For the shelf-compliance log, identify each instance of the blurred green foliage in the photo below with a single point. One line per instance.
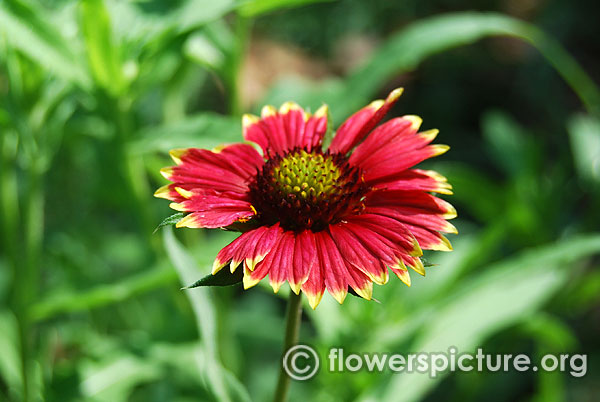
(94, 92)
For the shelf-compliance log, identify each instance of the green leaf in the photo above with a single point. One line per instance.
(204, 311)
(10, 364)
(103, 54)
(505, 294)
(420, 40)
(28, 28)
(221, 278)
(584, 132)
(507, 142)
(254, 8)
(170, 220)
(62, 302)
(206, 130)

**Task directions:** Return all of the material above verbatim and line for line, omitting the pictures.

**Complete response:**
For the shelf-compliance log, identify each instance of the blurred green foliage in the photo below with a single point. One line per instance.
(94, 92)
For the shelf-compliance log, identify each instance of the green leaf in the photo above with a single point. One line per instance.
(204, 311)
(10, 364)
(103, 54)
(505, 294)
(420, 40)
(28, 28)
(221, 278)
(584, 132)
(507, 142)
(254, 8)
(170, 220)
(62, 302)
(206, 130)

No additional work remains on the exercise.